• **Short problem**: Repeat the lines beginning at the one with "Teacher note to the class: pick out the boy's ear" and running to the end of the material, keeping the first and last of them, exactly as they appear.
[start]
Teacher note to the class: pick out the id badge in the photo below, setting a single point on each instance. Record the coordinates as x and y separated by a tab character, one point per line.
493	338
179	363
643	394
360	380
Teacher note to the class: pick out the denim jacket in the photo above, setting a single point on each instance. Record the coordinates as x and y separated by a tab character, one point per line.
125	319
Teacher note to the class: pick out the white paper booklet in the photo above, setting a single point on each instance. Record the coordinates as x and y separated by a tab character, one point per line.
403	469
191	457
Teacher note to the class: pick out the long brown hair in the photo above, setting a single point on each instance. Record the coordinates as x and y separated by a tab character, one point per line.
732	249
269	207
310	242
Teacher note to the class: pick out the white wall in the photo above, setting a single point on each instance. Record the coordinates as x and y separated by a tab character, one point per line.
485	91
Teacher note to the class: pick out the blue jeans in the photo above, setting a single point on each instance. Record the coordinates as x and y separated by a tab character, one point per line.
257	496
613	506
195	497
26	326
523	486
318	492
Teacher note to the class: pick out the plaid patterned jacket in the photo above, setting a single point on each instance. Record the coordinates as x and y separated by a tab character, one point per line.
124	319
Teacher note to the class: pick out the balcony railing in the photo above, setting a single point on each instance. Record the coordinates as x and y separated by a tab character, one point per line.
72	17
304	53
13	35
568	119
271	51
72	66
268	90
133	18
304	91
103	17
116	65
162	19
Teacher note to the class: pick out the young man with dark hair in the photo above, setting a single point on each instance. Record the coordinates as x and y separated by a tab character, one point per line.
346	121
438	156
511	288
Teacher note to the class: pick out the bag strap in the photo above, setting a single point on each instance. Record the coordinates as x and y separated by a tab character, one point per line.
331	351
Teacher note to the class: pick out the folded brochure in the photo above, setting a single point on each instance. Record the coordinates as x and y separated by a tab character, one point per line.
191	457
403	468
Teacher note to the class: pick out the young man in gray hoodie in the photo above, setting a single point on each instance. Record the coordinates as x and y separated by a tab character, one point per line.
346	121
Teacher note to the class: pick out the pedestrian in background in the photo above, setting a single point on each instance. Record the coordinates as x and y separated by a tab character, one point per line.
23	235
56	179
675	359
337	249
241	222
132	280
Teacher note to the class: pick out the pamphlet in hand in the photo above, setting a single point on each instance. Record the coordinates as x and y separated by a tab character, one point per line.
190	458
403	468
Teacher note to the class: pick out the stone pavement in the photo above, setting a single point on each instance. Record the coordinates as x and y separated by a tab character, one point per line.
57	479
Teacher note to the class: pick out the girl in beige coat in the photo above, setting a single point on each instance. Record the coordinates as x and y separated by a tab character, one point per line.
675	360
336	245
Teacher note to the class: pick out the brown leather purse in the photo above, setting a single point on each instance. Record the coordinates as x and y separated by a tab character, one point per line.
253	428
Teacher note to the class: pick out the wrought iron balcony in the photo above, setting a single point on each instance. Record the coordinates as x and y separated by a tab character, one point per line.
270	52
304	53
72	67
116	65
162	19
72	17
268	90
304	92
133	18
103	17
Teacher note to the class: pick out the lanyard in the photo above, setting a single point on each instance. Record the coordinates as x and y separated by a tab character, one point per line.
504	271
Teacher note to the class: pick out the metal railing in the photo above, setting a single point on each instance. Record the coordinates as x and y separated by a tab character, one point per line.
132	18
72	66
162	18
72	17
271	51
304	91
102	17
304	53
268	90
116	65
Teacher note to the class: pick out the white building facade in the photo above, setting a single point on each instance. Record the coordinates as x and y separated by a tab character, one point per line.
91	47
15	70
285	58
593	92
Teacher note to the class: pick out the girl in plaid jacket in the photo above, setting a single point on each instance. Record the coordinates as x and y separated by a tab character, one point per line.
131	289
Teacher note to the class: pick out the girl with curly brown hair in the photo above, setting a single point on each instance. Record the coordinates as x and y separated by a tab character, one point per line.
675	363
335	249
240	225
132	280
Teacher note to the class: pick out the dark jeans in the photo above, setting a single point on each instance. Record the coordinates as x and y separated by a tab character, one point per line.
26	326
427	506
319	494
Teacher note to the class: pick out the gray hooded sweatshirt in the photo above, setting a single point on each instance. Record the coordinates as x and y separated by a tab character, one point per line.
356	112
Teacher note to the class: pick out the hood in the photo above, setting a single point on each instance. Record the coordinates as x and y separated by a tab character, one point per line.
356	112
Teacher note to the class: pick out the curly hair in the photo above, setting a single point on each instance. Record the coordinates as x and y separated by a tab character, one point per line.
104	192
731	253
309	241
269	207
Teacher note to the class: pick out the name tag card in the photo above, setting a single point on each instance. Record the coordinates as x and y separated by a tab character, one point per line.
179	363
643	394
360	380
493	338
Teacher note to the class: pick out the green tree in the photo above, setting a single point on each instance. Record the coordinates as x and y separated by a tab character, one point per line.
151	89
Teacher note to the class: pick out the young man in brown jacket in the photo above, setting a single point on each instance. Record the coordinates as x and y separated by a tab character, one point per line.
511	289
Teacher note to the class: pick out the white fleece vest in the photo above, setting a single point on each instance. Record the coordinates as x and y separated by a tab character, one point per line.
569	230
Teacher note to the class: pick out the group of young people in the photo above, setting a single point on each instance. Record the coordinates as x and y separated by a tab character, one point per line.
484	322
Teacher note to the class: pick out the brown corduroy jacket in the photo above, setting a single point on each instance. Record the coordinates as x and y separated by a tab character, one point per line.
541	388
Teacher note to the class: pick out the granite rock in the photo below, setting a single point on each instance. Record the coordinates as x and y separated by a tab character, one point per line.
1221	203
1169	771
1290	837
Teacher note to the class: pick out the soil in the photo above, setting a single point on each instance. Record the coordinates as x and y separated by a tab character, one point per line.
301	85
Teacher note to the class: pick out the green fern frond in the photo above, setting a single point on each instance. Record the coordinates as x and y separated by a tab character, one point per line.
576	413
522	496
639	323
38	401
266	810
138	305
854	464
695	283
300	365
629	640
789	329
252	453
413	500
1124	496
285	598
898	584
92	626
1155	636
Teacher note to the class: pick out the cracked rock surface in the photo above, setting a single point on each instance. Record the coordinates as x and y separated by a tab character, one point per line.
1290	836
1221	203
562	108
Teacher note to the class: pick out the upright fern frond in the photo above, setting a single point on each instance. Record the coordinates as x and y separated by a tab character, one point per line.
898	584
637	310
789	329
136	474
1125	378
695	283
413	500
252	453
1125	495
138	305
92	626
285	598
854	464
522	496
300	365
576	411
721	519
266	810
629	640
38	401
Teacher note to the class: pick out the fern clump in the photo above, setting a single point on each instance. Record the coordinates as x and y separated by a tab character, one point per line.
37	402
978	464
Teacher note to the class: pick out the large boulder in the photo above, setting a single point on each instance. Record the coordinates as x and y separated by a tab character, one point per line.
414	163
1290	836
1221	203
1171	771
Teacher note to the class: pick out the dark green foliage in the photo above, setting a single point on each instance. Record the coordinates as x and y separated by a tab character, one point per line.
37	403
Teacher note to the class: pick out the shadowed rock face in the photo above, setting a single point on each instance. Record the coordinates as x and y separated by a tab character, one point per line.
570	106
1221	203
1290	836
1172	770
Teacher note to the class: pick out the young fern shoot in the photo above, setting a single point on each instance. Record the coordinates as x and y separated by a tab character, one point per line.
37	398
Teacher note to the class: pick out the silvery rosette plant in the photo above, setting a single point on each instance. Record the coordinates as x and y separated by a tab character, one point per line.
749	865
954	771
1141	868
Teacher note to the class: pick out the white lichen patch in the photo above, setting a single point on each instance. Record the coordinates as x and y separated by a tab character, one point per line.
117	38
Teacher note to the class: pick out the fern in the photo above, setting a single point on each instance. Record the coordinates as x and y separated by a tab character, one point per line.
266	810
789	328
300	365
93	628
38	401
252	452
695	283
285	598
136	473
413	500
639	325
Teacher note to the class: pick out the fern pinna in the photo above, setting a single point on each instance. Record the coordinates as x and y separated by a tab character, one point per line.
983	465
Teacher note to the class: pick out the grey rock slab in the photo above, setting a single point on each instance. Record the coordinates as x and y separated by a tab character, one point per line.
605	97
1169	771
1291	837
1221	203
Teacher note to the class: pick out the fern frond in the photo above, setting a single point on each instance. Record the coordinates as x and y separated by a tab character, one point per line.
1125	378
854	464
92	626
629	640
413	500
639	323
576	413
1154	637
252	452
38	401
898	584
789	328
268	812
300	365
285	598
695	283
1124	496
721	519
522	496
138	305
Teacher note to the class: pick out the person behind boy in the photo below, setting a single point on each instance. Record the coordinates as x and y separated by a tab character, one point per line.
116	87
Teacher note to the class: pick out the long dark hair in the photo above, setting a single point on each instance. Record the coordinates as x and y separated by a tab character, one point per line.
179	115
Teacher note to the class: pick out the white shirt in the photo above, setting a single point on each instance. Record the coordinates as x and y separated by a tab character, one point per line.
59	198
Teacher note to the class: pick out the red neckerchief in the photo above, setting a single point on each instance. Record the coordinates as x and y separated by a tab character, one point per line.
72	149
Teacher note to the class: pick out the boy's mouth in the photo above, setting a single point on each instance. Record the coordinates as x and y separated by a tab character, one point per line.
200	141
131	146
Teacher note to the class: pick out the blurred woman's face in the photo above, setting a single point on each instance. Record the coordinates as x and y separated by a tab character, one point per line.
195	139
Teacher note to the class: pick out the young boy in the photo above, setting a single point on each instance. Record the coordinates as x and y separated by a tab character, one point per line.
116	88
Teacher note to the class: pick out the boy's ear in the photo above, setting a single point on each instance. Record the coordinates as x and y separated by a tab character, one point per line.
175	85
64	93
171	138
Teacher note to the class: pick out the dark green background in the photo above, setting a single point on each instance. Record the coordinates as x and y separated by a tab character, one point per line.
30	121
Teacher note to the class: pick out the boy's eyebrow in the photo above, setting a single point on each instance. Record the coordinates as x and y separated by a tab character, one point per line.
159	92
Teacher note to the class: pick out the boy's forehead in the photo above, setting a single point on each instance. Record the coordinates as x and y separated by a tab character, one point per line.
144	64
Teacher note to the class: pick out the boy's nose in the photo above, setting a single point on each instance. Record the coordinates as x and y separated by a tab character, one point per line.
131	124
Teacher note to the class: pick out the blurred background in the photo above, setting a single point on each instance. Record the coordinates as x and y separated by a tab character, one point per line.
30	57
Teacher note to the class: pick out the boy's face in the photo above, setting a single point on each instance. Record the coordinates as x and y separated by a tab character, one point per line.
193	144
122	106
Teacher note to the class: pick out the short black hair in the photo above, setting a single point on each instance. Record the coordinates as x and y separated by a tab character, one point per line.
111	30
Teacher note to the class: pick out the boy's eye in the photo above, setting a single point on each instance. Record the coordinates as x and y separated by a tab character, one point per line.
[end]
• **Solution for this problem**:
Teacher note to the class: pick out the boy's ear in the photo above, setting a single point on each instance. Record the coordinates as x and y separated by a tab character, one point per line.
175	85
64	93
171	138
Teacher note to the class: pick out the dark green background in the photo above, setting a single point on each instance. Record the coordinates as x and y separated by a tab character, one point per line.
30	121
Teacher note to the class: pick out the boy's eyebrow in the photo above, setting a single point on each instance. Record the coordinates as x and y separated by a tab character, one point per line.
159	92
Teacher note to the class: pick out the boy's forehead in the photo above, setting a single point on each instance. Record the coordinates as x and y separated by a tab character, one point per line.
144	64
Teacher note to the class: pick out the boy's nose in the photo above, setting a single point on each instance. Record the coordinates as x and y separated by a tab character, one point per line.
131	124
Teacher note to the class: pick out the blurred background in the photo above, setting a single point on each instance. Record the coordinates as x and y separated by a tab character, one point per line.
30	57
Teacher note to the class: pick out the boy's face in the photo above, setting a single point on each instance. Record the coordinates as x and y separated by a tab character, one point per line.
193	144
122	106
Teacher note to the class: pick out the short black hair in the photo above, setting a single point on each instance. Record the coordinates as x and y separated by a tab character, one point per line.
111	30
Teacher note to the class: pick out the boy's eye in the photo above, setting a single point on each instance. Record the coordinates as x and y separated by a tab character, one point per line.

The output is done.